* EXERCISE SET *
1 - Which calendar dates appear in the COVID-19 article, including its header and byline? List each one.
2 - Answer these questions from the COVID-19 article:
(a) What was Malta's reproduction number the week before it fell to 0.41?
(b) What share of tests returned a positive result?
(c) On what date was Malta's airport set to open fully?

* PASSAGE SHOWN *
##############################

The Malta Independent 4 December 2020, Friday

Malta’s COVID-19 reproduction number drops to 0.41 – Vincent Marmara

Albert Galea Sunday, 28 June 2020, 07:30 Last update: about 6 months ago

Malta’s COVID-19 reproduction number has dropped to 0.41 over the course of the last week, after the most positive week from the beginning of the pandemic to date, statistician Vincent Marmara told The Malta Independent on Sunday in his weekly exclusive video blog.

The last week saw only 7 new cases of the pandemic be found, the lowest number since the start of the virus’ spread in Malta on 7 March – now almost four months ago. In fact, last week saw three consecutive days where no new cases were found, while no new cases we found on Saturday as well.


This compares favourably with the previous two weeks where 18 and 20 new cases respectively were found.

Marmara explained that even when it comes to comparing the total number of new cases against the total number of tests carried out, the numbers are positive, with only 0.1% of tests returning a positive result – again the lowest since the start of the pandemic.

This has all led to Malta’s reproduction number to fall to 0.41, having been at 0.58 last week.

The reproduction number of the virus is one of the key figures which countries across the world have been trying to reduce ever since the COVID-19 pandemic began. The aim for countries has been to reduce the ratio to a level of 1 – which would mean that one person would transmit the virus to one other person.

Malta’s reproduction number has been below 1 since 20 May, now over a month ago.

Marmara said that the fact that the number of cases continued to decrease even while restrictions were relaxed means that the pandemic was controlled well, and remains under control and without negative effects on the population.

However, he noted, the country will now enter a new phase when it comes to the analysis of the pandemic.

Malta’s airport will open for tourism from a select number of countries this Wednesday, before opening fully two weeks later on 15 July.

Marmara said that one now must study the effect that tourism will leave when it comes to COVID-19.

He added, however, that if cases increase a bit it is still not a source of concern. “If the increase is controlled and the reproduction number is kept below 1, then there is no need for alarm,” he said.

This is why, he noted, the pandemic should continue to be studied every day in order to ensure that it will remain under control.

##############################

* GIVEN INFORMATION *
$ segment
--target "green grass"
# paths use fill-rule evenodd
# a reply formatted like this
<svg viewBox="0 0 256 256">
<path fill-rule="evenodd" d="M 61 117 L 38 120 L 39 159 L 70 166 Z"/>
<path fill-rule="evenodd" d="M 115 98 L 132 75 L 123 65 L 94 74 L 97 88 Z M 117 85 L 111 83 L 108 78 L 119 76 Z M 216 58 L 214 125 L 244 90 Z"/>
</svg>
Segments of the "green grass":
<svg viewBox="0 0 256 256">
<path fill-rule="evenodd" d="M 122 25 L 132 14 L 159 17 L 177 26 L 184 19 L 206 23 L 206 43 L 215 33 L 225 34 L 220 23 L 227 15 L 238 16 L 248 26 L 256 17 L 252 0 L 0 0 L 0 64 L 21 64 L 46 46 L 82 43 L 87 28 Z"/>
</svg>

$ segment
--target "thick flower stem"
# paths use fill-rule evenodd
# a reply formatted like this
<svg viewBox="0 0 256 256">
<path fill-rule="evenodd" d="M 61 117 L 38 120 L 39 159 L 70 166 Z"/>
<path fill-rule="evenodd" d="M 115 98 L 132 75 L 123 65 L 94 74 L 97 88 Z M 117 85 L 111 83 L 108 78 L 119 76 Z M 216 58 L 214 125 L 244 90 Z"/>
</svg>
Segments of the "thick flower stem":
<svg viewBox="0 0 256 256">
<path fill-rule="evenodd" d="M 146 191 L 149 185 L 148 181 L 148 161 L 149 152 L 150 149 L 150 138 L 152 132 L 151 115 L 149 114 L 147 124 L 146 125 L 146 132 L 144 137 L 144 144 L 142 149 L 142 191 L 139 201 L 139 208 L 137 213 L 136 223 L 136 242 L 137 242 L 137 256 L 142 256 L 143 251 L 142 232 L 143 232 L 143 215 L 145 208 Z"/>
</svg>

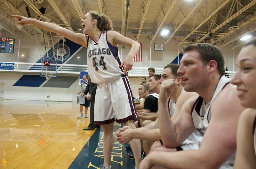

##############################

* EXERCISE SOLUTIONS *
1 -
4 December 2020
28 June 2020
7 March
20 May
15 July

2 -
(a) 0.58
(b) 0.1%
(c) 15 July